# START OF Dataset entries

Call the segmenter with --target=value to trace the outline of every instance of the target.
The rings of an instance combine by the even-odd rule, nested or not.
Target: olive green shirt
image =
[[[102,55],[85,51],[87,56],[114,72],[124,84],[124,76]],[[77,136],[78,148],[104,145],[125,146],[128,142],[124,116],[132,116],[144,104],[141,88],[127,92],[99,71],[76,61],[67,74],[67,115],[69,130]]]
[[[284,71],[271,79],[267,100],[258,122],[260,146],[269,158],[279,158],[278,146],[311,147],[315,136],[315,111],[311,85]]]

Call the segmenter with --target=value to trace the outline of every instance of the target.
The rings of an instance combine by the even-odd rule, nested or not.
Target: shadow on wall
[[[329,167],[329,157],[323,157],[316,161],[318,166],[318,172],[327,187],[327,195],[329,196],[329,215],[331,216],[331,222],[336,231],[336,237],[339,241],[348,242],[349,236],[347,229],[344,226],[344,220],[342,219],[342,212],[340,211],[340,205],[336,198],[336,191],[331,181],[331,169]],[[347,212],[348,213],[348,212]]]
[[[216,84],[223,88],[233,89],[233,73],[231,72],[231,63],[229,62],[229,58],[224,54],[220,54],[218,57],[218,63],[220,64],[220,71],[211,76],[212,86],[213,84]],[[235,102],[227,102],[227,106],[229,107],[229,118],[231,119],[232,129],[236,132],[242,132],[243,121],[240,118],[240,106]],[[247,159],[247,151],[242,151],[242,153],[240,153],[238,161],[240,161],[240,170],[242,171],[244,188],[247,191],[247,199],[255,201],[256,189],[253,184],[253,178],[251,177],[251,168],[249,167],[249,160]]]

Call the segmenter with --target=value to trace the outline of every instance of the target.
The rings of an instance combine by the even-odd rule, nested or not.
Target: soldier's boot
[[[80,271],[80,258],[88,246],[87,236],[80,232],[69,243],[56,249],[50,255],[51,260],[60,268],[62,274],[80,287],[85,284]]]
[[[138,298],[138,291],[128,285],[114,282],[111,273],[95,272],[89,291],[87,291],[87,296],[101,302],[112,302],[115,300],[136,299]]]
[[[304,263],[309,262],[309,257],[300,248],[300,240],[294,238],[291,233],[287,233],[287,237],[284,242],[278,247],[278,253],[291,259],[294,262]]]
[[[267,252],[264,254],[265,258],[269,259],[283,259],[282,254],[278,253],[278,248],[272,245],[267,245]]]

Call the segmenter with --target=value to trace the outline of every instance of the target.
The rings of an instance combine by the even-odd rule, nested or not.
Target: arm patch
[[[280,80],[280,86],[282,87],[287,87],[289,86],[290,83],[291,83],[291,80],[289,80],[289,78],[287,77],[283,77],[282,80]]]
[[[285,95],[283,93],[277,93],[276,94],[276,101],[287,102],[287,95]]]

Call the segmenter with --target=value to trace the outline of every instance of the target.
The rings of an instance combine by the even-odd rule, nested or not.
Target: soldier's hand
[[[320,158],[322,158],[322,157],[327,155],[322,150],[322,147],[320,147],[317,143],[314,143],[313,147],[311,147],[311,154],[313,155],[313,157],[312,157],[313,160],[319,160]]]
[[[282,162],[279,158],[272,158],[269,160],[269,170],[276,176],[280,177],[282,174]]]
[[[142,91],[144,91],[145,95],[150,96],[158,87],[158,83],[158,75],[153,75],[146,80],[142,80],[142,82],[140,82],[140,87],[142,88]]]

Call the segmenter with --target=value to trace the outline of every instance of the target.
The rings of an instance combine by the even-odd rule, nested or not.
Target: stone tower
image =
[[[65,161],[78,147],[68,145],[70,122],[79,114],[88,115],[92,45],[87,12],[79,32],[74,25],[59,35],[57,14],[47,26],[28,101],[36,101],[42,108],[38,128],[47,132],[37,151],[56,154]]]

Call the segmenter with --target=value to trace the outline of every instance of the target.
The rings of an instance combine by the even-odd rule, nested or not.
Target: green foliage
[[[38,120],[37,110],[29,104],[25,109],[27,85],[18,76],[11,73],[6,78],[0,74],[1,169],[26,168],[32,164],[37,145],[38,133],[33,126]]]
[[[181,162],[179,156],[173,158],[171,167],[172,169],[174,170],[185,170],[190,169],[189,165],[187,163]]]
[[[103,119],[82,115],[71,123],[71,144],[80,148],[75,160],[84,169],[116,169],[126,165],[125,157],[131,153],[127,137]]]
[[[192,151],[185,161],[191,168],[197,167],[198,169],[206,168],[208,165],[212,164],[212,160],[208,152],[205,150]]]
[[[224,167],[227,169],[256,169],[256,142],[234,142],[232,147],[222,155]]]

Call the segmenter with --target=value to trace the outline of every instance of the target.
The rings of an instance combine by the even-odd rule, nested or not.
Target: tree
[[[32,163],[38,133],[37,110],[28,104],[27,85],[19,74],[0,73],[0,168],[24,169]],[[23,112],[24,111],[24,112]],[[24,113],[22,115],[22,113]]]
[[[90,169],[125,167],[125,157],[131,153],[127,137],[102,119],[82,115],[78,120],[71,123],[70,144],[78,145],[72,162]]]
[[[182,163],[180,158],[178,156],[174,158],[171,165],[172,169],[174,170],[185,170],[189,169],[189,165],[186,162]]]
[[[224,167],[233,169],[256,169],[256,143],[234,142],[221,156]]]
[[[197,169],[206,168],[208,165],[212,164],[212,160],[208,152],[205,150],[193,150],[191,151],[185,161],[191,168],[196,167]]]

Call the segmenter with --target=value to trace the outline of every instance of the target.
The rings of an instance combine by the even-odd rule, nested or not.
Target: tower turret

# END OF Dataset entries

From the records above, please extract every line and repeat it exactly.

Exercise response:
Call the segmenter with --target=value to trace the outline of every instance of the target.
The rings of an instance combine by the even-odd rule, nested or not.
Target: olive green shirt
image =
[[[102,55],[85,51],[87,56],[114,72],[124,84],[124,76]],[[77,136],[78,148],[104,145],[125,146],[128,142],[124,116],[132,116],[144,104],[141,88],[127,92],[99,71],[76,61],[67,74],[67,115],[69,130]]]
[[[284,71],[271,79],[267,100],[258,122],[260,146],[269,158],[279,158],[278,146],[311,147],[315,136],[315,111],[311,85]]]

Call the segmenter with --target=value to trace the outline of every instance of the target.
The rings of an instance combine by the even-odd rule, nested or not.
Target: shadow on wall
[[[329,167],[329,157],[323,157],[316,161],[318,166],[318,172],[327,187],[327,195],[329,196],[329,215],[331,216],[331,222],[336,231],[336,237],[339,241],[348,242],[349,236],[347,229],[344,226],[344,220],[342,219],[342,212],[340,211],[340,205],[336,198],[336,191],[331,181],[331,169]],[[347,212],[348,213],[348,212]]]
[[[216,84],[223,88],[233,89],[233,73],[231,72],[231,63],[229,62],[229,58],[224,54],[220,54],[218,57],[218,63],[220,64],[220,71],[211,76],[212,86],[213,84]],[[235,102],[227,102],[227,106],[229,107],[229,118],[231,119],[232,129],[236,132],[242,132],[243,121],[240,118],[240,106]],[[247,159],[247,151],[242,151],[242,153],[240,153],[238,161],[240,161],[240,170],[242,171],[244,188],[247,191],[247,199],[255,201],[256,189],[253,184],[253,178],[251,177],[251,168],[249,167],[249,160]]]

Call the segmenter with --target=value to trace the outline of every instance of the target.
The rings of an instance combine by the even-odd rule, nested or not.
Target: soldier's boot
[[[80,271],[80,258],[88,246],[87,236],[80,232],[69,243],[56,249],[50,255],[51,260],[60,268],[62,274],[80,287],[85,284]]]
[[[138,298],[138,291],[128,285],[114,282],[111,273],[95,272],[89,291],[87,291],[87,296],[101,302],[112,302],[115,300],[136,299]]]
[[[304,263],[309,262],[309,257],[300,248],[300,240],[294,238],[291,233],[287,233],[287,237],[284,242],[278,247],[278,253],[291,259],[294,262]]]
[[[267,252],[264,254],[265,258],[269,259],[283,259],[282,254],[278,253],[278,248],[272,245],[267,245]]]

Call the segmenter with --target=value to trace the outline of every instance of the target.
The rings of an instance combine by the even-odd rule, nested or not.
Target: arm patch
[[[280,80],[280,86],[282,87],[287,87],[289,86],[290,83],[291,83],[291,80],[289,80],[289,78],[287,77],[283,77],[282,80]]]
[[[285,95],[283,93],[277,93],[276,94],[276,101],[287,102],[287,95]]]

Call the segmenter with --target=value to trace the outline of every instance of the target.
The rings of an instance combine by the even-odd rule, nested or not.
Target: soldier's hand
[[[320,158],[322,158],[322,157],[327,155],[322,150],[322,147],[320,147],[317,143],[314,143],[313,147],[311,147],[311,154],[313,155],[313,157],[312,157],[313,160],[319,160]]]
[[[282,162],[279,158],[272,158],[269,160],[269,170],[276,176],[280,177],[282,174]]]
[[[142,91],[144,91],[145,95],[150,96],[158,87],[158,83],[158,75],[153,75],[146,80],[142,80],[142,82],[140,82],[140,87],[142,88]]]

Call the segmenter with --target=value to trace the outline of every instance of the target.
The rings of an instance combine by the even-odd rule, nested or not.
Target: stone tower
image =
[[[65,161],[78,147],[68,145],[70,122],[79,114],[88,115],[92,45],[87,12],[79,32],[74,25],[59,35],[57,14],[47,26],[28,101],[36,101],[42,108],[38,128],[47,132],[37,151],[56,154]]]

Call the segmenter with --target=value to trace the outline of every instance of the target.
The rings of an instance combine by the even-odd rule, nested or not.
Target: green foliage
[[[38,120],[37,110],[29,104],[25,109],[27,85],[18,76],[11,73],[6,78],[0,74],[1,169],[26,168],[32,164],[37,145],[38,133],[33,126]]]
[[[181,162],[179,156],[173,158],[171,167],[172,169],[174,170],[185,170],[190,169],[189,165],[187,163]]]
[[[103,119],[82,115],[71,123],[71,144],[80,148],[75,160],[84,169],[116,169],[126,165],[125,157],[131,153],[127,137]]]
[[[192,151],[185,161],[191,168],[197,167],[198,169],[206,168],[208,165],[212,164],[212,160],[208,152],[205,150]]]
[[[224,167],[227,169],[256,169],[256,142],[234,142],[232,147],[222,155]]]

Call the segmenter with --target=value to trace the outline of every instance of the target.
The rings of an instance combine by the even-odd rule, nested or not.
Target: tree
[[[32,163],[38,133],[37,110],[28,104],[27,85],[19,74],[0,73],[0,168],[24,169]],[[23,112],[24,111],[24,112]],[[24,113],[22,115],[22,113]]]
[[[90,169],[125,167],[125,157],[131,153],[127,137],[102,119],[82,115],[78,120],[71,123],[70,144],[78,145],[72,162]]]
[[[182,163],[180,158],[178,156],[174,158],[171,165],[172,169],[174,170],[185,170],[189,169],[189,165],[186,162]]]
[[[224,167],[233,169],[256,169],[256,143],[234,142],[221,156]]]
[[[197,169],[206,168],[208,165],[212,164],[212,160],[208,152],[205,150],[193,150],[191,151],[185,161],[191,168],[196,167]]]

Call the segmenter with --target=value to trace the outline of every instance of the target.
The rings of an instance combine by the even-odd rule, nested or not.
Target: tower turret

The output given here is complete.